[Items from a labeling collection]
——————

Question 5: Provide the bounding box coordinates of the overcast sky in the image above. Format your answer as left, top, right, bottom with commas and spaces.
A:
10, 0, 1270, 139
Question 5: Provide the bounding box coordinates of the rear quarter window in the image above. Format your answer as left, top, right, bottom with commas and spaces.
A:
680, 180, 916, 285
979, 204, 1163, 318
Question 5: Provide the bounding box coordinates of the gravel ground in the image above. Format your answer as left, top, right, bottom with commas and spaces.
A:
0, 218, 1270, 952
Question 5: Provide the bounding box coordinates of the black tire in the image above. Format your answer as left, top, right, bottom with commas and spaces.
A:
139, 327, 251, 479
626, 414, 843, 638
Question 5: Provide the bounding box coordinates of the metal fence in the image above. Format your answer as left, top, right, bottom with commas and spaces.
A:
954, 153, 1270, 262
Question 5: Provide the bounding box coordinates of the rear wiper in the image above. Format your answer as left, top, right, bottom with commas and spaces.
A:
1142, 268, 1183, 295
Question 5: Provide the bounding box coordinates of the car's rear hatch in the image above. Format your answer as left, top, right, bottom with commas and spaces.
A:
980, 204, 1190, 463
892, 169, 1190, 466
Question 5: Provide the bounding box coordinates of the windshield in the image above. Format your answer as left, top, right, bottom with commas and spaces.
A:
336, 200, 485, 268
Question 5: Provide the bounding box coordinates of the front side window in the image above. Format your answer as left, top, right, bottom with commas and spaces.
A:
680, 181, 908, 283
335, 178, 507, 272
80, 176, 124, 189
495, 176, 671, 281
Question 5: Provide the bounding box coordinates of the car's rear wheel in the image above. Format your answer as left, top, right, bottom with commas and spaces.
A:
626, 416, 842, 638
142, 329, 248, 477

——————

**What the task asks:**
Write out all the entries above again, swapping "Provide" for "Give" and leaving every other word unchanged.

**Response:**
Question 5: Give the bounding box coordinates of the overcast sky in the image above. Format your answer as left, top, right, bottom with commas and spaces.
A:
10, 0, 1270, 139
Question 5: Give the bounding box coordinates of the rear quarter window in the image above. Format your answer as left, top, right, bottom with commas and spaces.
A:
680, 180, 916, 285
979, 204, 1163, 318
Question 5: Give the bounding box coordinates of the gravel ground in the image above. Format your answer as left, top, right, bottom with commas and spaces.
A:
0, 218, 1270, 952
Question 5: Give the bounding box coordinates of the black tire in the image above. Format your answer as left, top, right, bottom with commas and spaces.
A:
139, 327, 251, 479
626, 414, 843, 638
Question 5: Give the bounding box coordinates of the metal fence in the image above. Format your answer as left, top, right, bottom with commas and spaces.
A:
954, 153, 1270, 262
Question 5: Give the bounding box coordinates of the rear wiper in the image above. Format your answer as left, top, right, bottom with commas and spaces.
A:
1142, 268, 1183, 295
Question 5: Give the bounding box coordinates of the car's rear hatch in the image above. Format your answer as left, top, right, bottom with commas and spaces.
A:
980, 204, 1190, 463
892, 169, 1190, 466
Question 5: Give the bounding box coordinates of the windshield in the image above. Format your answer as left, top, right, bottom with commas and spaces.
A:
336, 200, 485, 268
Question 5: Give the bounding box coordinates of the front side window in the image above. Format your answer as left, top, right, bottom with commas and spaces.
A:
680, 181, 908, 283
335, 178, 507, 272
80, 176, 124, 189
495, 176, 671, 281
Question 5: Give the bounding box coordinates of the car's rear wheel in the image above. Format your answer as left, top, right, bottom with commas and spaces.
A:
626, 416, 842, 638
142, 329, 248, 477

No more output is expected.